SOURCE →

-- begin --

This guide walks through adding a new HPX-backed function to HPyX — both as a Python-callback parallel algorithm (goes in hpyx.parallel) and as a C++-native kernel (goes in hpyx.kernels). The worked example here is verified by tests/test_contributor_example.py — if the test passes, every snippet in this guide is correct.

Prerequisites

  • Read docs/codebase-analysis/hpx/CODEBASE_KNOWLEDGE.md sections 4.3 (parallel algorithms) and 5.1 (GIL discipline).
  • Read docs/specs/2026-04-24-hpyx-pythonic-hpx-binding-design.md sections 3.3, 3.4, and 3.5 (binding patterns).
  • Build HPyX with HPYX_BUILD_CONTRIBUTOR_EXAMPLE=ON (default in dev).

Decision: callback track or kernel track?

Question Answer track
Does your function operate per-element on a Python-callable input? Callback track (hpyx.parallel.*)
Does it operate on a numpy array with pure C++ math inside? Kernel track (hpyx.kernels.*)

Callback track is more flexible (accepts any Python callable) but slower (GIL acquire per iteration on GIL-mode Python; truly concurrent on 3.13t). Kernel track is always fast but only works on numeric ndarrays of supported dtypes.

Callback-track example: sum_of_squares

We're adding hpyx.parallel.sum_of_squares(policy, iterable) — a transform-reduce that squares each element then sums.

Step 1: Write the C++ binding

In src/_core/parallel.cpp (or for a new module, create your own file and register it in bind.cpp):

// Policy parameters arrive as individual integers matching _Token in
// hpyx.execution (kind, task, chunk, chunk_size). The C++ layer always
// uses hpx::execution::par directly; policy dispatch is handled at the
// Python level. Parameters are accepted but intentionally ignored here.

-- end --

DATA LINES →
-- begin --

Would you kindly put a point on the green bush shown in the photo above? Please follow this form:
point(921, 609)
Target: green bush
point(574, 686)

-- end --

THE TASK → Reproduce verbatim the passage of the HPyX contributor guide that runs from "This guide walks" up to and including "5.1 (GIL discipline).".

FULL SOLUTION →
This guide walks through adding a new HPX-backed function to HPyX — both as a Python-callback parallel algorithm (goes in hpyx.parallel) and as a C++-native kernel (goes in hpyx.kernels). The worked example here is verified by tests/test_contributor_example.py — if the test passes, every snippet in this guide is correct.

Prerequisites

  • Read docs/codebase-analysis/hpx/CODEBASE_KNOWLEDGE.md sections 4.3 (parallel algorithms) and 5.1 (GIL discipline).